The freedom to seek and receive information is recognized as a basic human right by Article 19 of the United Nations’ Universal Declaration of Human Rights. This right of access to information is particularly important in regard to public legal information. People of countries throughout the world should be able readily to access the laws that govern them. Providing such access is a responsibility of governments and is necessary for transparency and accountability, for civil engagement, and for a just society.

In the pre-digital era, libraries and librarians collected and provided access to print copies of the authentic and official versions of legal materials, and also preserved these materials for the future.

In the digital age, many governments now provide online versions of primary sources of law, including statutes, case law, and regulations, directly to citizens. This can make it possible for the public to have equitable and continuous access to these resources, assuming wide and affordable Internet access.

Nonetheless, simply posting legal information online is not enough. Government providers also need to take responsibility for ensuring that the content they post is available to all1, at no fee2, that the content is authentic and trustworthy, and that it is preserved for public use over time in cooperation with memory institutions.

However, a number of countries have not recognized these issues or have not yet addressed them fully. Some governments do not yet offer online access to their public legal information. In other countries that do offer such access, it may be limited by exclusive agreements for publication or (online) distribution of official gazettes that allow the creation of paywalls. Even a government that is already providing equitable and continuous no-fee access to legal content in digital format may not be protecting that content by authenticating it using technological measures or may not be taking the necessary steps to preserve the content for long-term access by the public.

The following statement draws on principles established in previous declarations and resolutions of IFLA as well as several from other organizations, notably the United Nations 2030 Agenda for Sustainable Development3. It is intended to confirm the continued applicability of these principles to public legal information in digital format, and to set out what governments can do to deliver on them.

Access

Governments are the originators of public legal information such as statutes, cases, and regulations4. The growth of the Internet has presented governments of countries around the world with the opportunity to provide their citizens with greatly improved access to legal information and to govern with transparency.

In this regard, the United Nations 2030 Agenda for Sustainable Development saw all of the UN’s Member States agree to promote peaceful and inclusive societies for sustainable development, access to justice for all, and effective, accountable and inclusive institutions at all levels. Within this, access to information is essential, as established by sub-goal 16.10:

Ensure public access to information and protect fundamental freedoms, in accordance with national legislation and agreements.

In addition to work at the UN, 70 countries have signed the Open Government Declaration5, which commits them to upholding the principles of open and transparent government, while the 2002 Montreal Declaration set out that freely accessible legal information is “part of the common heritage of humanity” and is essential to the rights and obligations of members of a just society. Access to public legal information “promotes justice and the rule of law.”

As these agreements indicate, no-fee online access to legal information benefits both public users and the government by enhancing engagement and facilitating citizen participation in policy-making.

Authentication

The adoption of digital technology has changed the ways that governments create, manage, and deliver legal information to users. In some countries, online legal sources are replacing the former print versions of official legal information, often leading to (short-term) savings. In contrast, some other countries that previously have lacked an official print publication scheme for their laws are now finding that online publication offers a solution to providing public access to these materials for the first time.

Named-object pointing records:

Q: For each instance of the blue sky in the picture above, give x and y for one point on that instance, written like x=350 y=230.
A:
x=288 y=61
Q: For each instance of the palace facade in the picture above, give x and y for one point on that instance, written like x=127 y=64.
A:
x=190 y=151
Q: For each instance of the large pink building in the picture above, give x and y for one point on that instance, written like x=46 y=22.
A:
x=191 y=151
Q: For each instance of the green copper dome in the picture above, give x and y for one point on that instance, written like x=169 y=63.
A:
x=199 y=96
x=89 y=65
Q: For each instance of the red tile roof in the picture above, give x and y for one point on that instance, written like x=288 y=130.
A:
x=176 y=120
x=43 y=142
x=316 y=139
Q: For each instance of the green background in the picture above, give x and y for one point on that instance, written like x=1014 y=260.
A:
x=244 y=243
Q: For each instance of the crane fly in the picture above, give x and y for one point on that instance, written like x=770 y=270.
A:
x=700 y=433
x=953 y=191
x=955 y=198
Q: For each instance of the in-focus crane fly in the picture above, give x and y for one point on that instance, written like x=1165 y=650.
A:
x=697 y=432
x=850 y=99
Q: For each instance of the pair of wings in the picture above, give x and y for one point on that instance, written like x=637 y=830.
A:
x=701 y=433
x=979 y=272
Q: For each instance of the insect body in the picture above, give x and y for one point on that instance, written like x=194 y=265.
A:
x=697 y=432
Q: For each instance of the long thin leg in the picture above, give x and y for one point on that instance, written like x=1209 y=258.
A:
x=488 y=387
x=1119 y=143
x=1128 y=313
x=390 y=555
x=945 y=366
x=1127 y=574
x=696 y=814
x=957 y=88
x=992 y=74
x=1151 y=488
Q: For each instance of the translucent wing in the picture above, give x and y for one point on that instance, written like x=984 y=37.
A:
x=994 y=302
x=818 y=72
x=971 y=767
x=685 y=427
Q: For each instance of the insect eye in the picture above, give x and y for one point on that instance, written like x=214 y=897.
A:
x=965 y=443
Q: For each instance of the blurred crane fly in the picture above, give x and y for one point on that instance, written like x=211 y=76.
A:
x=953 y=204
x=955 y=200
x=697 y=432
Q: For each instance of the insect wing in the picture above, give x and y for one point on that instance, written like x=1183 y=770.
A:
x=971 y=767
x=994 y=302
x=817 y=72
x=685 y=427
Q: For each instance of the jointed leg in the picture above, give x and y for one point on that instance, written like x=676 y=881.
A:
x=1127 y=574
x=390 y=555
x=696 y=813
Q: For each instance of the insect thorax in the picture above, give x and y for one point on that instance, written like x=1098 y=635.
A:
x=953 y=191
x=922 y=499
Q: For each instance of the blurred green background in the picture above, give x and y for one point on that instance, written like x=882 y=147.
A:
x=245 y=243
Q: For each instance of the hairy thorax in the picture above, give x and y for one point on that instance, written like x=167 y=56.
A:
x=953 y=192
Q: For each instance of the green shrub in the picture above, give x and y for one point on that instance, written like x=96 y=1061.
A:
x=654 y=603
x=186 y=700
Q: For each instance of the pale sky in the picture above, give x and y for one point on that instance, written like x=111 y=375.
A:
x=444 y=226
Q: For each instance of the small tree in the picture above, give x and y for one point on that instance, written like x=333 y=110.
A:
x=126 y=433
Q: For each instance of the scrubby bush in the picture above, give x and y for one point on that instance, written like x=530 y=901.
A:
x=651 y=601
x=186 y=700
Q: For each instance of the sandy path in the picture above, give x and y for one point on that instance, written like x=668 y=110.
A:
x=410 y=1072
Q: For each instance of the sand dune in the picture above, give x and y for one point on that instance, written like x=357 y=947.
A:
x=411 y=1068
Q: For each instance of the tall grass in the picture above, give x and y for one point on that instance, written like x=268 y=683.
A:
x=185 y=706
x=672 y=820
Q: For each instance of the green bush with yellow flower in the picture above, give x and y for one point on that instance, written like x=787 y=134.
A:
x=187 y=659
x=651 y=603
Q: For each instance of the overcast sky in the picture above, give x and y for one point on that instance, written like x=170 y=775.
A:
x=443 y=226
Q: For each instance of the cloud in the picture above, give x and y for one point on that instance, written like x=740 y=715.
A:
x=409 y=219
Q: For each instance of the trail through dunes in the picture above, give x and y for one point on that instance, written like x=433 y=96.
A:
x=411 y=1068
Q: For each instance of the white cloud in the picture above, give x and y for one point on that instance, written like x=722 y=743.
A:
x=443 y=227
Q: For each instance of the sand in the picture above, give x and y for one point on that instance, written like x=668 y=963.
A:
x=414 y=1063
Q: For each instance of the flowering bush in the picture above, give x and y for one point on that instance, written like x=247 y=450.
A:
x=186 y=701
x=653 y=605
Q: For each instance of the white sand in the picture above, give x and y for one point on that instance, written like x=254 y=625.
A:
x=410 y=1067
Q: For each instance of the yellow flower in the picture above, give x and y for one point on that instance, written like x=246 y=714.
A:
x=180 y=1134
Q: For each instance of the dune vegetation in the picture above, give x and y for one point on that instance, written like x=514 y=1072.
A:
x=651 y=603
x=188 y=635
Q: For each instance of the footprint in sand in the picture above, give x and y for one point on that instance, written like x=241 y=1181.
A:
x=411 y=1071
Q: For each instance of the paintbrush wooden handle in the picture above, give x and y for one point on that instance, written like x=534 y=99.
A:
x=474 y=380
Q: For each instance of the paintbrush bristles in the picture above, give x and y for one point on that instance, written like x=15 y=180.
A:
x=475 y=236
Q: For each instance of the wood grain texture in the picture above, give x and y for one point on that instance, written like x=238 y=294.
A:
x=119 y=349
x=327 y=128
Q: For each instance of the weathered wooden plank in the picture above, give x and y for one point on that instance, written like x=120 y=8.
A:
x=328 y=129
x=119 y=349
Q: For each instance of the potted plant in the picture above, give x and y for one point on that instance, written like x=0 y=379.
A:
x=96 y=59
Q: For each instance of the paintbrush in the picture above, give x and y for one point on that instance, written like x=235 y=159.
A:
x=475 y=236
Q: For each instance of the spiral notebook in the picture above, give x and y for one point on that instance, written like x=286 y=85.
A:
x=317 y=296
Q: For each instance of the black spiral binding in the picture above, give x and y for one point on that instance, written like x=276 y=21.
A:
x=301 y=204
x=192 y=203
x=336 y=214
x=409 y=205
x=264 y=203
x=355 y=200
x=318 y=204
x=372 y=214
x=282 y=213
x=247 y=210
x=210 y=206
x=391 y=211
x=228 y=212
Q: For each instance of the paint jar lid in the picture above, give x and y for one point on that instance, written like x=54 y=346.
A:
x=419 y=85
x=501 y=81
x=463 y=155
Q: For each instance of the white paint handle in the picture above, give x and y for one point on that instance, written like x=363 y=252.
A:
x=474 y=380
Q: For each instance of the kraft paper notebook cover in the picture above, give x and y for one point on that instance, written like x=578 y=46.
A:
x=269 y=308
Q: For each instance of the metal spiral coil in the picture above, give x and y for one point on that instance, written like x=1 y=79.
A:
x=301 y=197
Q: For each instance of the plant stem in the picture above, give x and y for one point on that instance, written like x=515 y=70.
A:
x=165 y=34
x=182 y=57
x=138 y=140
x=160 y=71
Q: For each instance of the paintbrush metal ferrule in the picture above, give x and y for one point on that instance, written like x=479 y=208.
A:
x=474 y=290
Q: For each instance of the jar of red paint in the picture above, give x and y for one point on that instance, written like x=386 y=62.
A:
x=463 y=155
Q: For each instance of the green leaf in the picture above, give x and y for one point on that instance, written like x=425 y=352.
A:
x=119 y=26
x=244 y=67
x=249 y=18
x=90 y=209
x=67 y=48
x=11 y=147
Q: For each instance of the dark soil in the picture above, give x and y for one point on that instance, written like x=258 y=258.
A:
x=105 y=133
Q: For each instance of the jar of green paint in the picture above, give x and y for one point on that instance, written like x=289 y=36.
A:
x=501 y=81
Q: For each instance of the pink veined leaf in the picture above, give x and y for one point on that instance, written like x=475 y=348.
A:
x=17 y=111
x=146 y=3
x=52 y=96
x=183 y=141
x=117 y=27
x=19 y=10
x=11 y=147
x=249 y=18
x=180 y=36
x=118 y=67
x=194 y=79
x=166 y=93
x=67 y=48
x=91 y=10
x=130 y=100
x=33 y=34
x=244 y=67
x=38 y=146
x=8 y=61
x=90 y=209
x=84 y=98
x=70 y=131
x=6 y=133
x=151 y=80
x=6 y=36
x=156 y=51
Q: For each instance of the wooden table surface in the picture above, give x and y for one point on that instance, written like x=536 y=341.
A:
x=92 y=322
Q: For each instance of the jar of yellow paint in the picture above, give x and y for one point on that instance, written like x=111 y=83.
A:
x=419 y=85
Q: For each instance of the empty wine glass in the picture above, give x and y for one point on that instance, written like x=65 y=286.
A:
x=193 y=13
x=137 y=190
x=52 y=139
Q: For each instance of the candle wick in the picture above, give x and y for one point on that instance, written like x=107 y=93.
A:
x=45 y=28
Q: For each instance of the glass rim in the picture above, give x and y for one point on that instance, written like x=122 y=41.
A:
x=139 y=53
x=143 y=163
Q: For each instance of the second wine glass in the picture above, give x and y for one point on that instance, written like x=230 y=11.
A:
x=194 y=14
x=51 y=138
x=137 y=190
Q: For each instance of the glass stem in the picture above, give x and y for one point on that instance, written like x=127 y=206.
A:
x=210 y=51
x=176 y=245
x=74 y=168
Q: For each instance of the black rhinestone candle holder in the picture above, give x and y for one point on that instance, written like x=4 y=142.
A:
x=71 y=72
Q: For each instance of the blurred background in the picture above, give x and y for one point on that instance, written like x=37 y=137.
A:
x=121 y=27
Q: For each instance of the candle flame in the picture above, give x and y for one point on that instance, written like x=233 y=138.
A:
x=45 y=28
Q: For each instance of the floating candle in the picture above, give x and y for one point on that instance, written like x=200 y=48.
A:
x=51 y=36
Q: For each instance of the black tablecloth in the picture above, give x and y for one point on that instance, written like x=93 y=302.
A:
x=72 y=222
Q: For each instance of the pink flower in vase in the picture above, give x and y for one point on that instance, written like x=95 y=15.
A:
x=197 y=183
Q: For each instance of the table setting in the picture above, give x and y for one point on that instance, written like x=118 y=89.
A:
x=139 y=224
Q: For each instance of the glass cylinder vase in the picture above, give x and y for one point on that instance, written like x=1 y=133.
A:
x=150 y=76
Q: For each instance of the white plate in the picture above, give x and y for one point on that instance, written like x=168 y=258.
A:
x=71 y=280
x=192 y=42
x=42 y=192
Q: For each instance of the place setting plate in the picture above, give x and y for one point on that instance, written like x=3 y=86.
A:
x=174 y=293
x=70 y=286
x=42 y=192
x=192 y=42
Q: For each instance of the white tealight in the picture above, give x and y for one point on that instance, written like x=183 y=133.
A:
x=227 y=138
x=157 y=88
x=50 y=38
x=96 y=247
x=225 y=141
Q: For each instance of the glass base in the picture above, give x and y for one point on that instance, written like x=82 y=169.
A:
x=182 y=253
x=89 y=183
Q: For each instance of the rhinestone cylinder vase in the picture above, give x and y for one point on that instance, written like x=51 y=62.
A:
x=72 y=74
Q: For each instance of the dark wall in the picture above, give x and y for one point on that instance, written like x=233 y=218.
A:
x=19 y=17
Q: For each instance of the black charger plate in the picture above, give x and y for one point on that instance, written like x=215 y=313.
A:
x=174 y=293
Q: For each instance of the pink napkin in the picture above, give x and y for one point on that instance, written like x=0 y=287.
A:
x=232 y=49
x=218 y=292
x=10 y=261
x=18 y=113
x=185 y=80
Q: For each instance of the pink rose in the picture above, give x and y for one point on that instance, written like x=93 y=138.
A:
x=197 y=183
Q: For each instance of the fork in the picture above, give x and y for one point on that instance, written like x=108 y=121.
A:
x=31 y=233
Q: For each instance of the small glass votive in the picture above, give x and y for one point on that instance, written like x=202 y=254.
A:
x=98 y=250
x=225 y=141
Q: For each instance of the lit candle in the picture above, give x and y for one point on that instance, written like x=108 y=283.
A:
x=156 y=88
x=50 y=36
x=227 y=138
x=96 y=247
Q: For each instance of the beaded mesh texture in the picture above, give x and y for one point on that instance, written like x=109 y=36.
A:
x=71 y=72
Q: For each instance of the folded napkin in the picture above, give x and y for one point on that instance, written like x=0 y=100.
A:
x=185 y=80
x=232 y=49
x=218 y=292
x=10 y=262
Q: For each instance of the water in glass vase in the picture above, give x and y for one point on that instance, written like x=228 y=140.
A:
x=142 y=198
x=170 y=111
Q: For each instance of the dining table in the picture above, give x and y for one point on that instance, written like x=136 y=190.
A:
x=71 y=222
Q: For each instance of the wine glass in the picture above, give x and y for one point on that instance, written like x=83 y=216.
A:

## Things to do
**a.** Name every declaration or agenda that the statement on public legal information mentions by title.
**b.** Rewrite the part of the statement on public legal information that starts at "The freedom to" and ends after "for the future.", putting "archivists" in place of "librarians".

## Answers by task
**a.**
Universal Declaration of Human Rights
United Nations 2030 Agenda for Sustainable Development
Open Government Declaration
2002 Montreal Declaration

**b.**
The freedom to seek and receive information is recognized as a basic human right by Article 19 of the United Nations’ Universal Declaration of Human Rights. This right of access to information is particularly important in regard to public legal information. People of countries throughout the world should be able readily to access the laws that govern them. Providing such access is a responsibility of governments and is necessary for transparency and accountability, for civil engagement, and for a just society.

In the pre-digital era, libraries and archivists collected and provided access to print copies of the authentic and official versions of legal materials, and also preserved these materials for the future.